**Required work:**
Exactly how many lines in the data below contain the string "negative"? Give that number and nothing else.

=== Records for the task ===

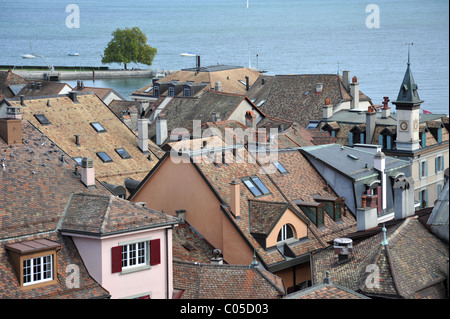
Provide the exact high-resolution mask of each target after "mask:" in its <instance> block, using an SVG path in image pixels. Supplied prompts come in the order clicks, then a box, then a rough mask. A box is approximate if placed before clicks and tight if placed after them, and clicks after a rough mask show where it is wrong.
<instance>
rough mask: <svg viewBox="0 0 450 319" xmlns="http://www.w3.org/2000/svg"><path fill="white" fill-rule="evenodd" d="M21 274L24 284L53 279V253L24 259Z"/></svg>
mask: <svg viewBox="0 0 450 319" xmlns="http://www.w3.org/2000/svg"><path fill="white" fill-rule="evenodd" d="M22 274H23V285H24V286H26V285H31V284H36V283H40V282H45V281H50V280H53V255H46V256H40V257H36V258H31V259H25V260H24V261H23V272H22Z"/></svg>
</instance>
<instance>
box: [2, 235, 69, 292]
mask: <svg viewBox="0 0 450 319" xmlns="http://www.w3.org/2000/svg"><path fill="white" fill-rule="evenodd" d="M5 248H6V249H7V250H8V252H9V254H10V256H11V261H12V263H13V266H14V269H15V272H16V275H17V279H18V281H19V285H20V286H21V287H27V286H33V287H35V285H36V286H39V287H40V286H42V285H49V284H54V283H56V282H57V279H56V273H57V268H56V265H57V262H56V251H57V250H59V249H60V248H61V245H60V244H59V243H57V242H54V241H51V240H47V239H37V240H30V241H26V242H18V243H14V244H8V245H6V246H5Z"/></svg>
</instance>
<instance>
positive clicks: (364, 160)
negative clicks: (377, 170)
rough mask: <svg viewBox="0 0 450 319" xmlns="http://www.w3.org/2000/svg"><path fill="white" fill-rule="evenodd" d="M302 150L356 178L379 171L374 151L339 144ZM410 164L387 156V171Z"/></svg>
mask: <svg viewBox="0 0 450 319" xmlns="http://www.w3.org/2000/svg"><path fill="white" fill-rule="evenodd" d="M301 150H302V152H303V153H304V154H306V155H307V156H312V157H314V158H317V159H318V160H320V161H321V162H323V163H326V164H327V165H328V166H330V167H333V168H334V169H336V170H337V171H339V172H341V173H342V174H344V175H346V176H348V177H350V178H352V179H354V180H363V179H366V178H370V177H372V176H378V171H377V170H375V168H374V167H373V162H374V155H375V153H373V152H372V153H371V152H368V151H362V150H359V149H356V148H352V147H347V146H342V145H339V144H325V145H319V146H306V147H303V148H301ZM366 164H367V167H366ZM408 165H410V163H409V161H404V160H401V159H398V158H395V157H390V156H386V172H387V173H389V172H390V171H393V170H396V169H400V168H403V167H405V166H408Z"/></svg>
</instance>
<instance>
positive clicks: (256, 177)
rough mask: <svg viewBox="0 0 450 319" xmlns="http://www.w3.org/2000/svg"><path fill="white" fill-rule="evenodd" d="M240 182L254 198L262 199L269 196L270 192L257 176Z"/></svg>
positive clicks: (253, 176)
mask: <svg viewBox="0 0 450 319" xmlns="http://www.w3.org/2000/svg"><path fill="white" fill-rule="evenodd" d="M241 180H242V182H243V183H244V185H245V186H246V187H247V188H248V190H249V191H250V192H251V193H252V194H253V196H255V197H262V196H266V195H269V194H271V192H270V190H269V189H268V188H267V186H266V185H265V184H264V183H263V182H262V181H261V179H260V178H259V177H258V176H250V177H244V178H242V179H241ZM258 184H259V185H258ZM252 189H255V190H256V191H257V193H256V192H254V191H253V190H252Z"/></svg>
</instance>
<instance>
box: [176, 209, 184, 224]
mask: <svg viewBox="0 0 450 319" xmlns="http://www.w3.org/2000/svg"><path fill="white" fill-rule="evenodd" d="M175 215H176V216H177V218H178V219H179V220H180V222H181V223H184V222H185V220H186V219H185V215H186V210H184V209H177V210H176V211H175Z"/></svg>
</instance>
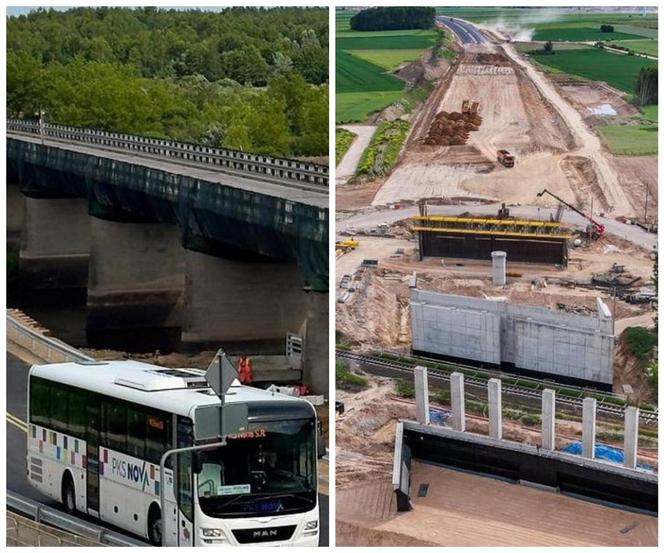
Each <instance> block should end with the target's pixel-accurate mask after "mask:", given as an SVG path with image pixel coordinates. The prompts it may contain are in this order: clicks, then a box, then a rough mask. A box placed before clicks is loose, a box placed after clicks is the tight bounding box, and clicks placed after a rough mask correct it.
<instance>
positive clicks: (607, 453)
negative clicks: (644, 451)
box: [562, 442, 655, 472]
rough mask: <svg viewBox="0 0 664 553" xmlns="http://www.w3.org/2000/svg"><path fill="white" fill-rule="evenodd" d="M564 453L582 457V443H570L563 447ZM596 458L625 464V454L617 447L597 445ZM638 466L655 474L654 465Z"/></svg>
mask: <svg viewBox="0 0 664 553" xmlns="http://www.w3.org/2000/svg"><path fill="white" fill-rule="evenodd" d="M562 451H564V452H565V453H571V454H572V455H581V451H582V445H581V442H570V443H569V444H567V445H566V446H565V447H563V449H562ZM595 458H596V459H602V460H604V461H611V462H612V463H616V464H618V465H622V464H623V463H624V462H625V453H624V452H623V450H622V449H618V448H617V447H611V446H609V445H604V444H595ZM636 466H637V467H638V468H640V469H644V470H648V471H650V472H655V468H654V467H653V466H652V465H645V464H641V465H638V464H637V465H636Z"/></svg>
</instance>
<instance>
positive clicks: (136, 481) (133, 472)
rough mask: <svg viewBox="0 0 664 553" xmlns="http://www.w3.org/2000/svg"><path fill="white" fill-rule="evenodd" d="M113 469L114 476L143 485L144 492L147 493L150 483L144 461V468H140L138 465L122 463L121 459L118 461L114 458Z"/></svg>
mask: <svg viewBox="0 0 664 553" xmlns="http://www.w3.org/2000/svg"><path fill="white" fill-rule="evenodd" d="M111 468H112V472H113V474H115V475H117V476H119V477H120V478H126V479H127V480H129V481H131V482H136V483H141V484H142V487H143V491H145V488H146V486H147V485H148V484H149V483H150V482H149V477H148V471H147V470H146V465H145V461H143V466H139V465H137V464H134V463H131V462H127V461H122V460H121V459H116V458H115V457H114V458H113V462H112V467H111Z"/></svg>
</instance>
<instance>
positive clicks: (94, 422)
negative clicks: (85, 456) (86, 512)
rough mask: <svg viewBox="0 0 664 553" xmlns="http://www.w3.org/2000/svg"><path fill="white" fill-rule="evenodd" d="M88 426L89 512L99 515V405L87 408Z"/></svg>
mask: <svg viewBox="0 0 664 553" xmlns="http://www.w3.org/2000/svg"><path fill="white" fill-rule="evenodd" d="M86 414H87V420H88V424H87V427H86V432H85V441H86V447H87V451H86V456H87V465H86V479H85V481H86V483H87V484H86V486H87V490H86V492H87V493H86V496H87V507H88V512H89V511H94V512H95V513H94V514H97V515H99V427H100V423H101V409H100V406H99V404H96V405H90V404H88V405H87V406H86Z"/></svg>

===

**Result of the exercise:**
3